TASK REQUIREMENTS: All material below is to be reproduced exactly.

EXCERPTED RECORDS:
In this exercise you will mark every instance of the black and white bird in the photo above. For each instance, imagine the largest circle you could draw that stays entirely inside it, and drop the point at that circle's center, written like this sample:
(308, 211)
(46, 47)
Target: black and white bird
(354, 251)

TASK OUTPUT:
In this exercise you will mark every instance of the black and white bird in the photo above. For each instance, imagine the largest circle you could draw that stays entirely inside it, and drop the point at that circle's center, written like this sample:
(308, 211)
(46, 47)
Target: black and white bird
(354, 251)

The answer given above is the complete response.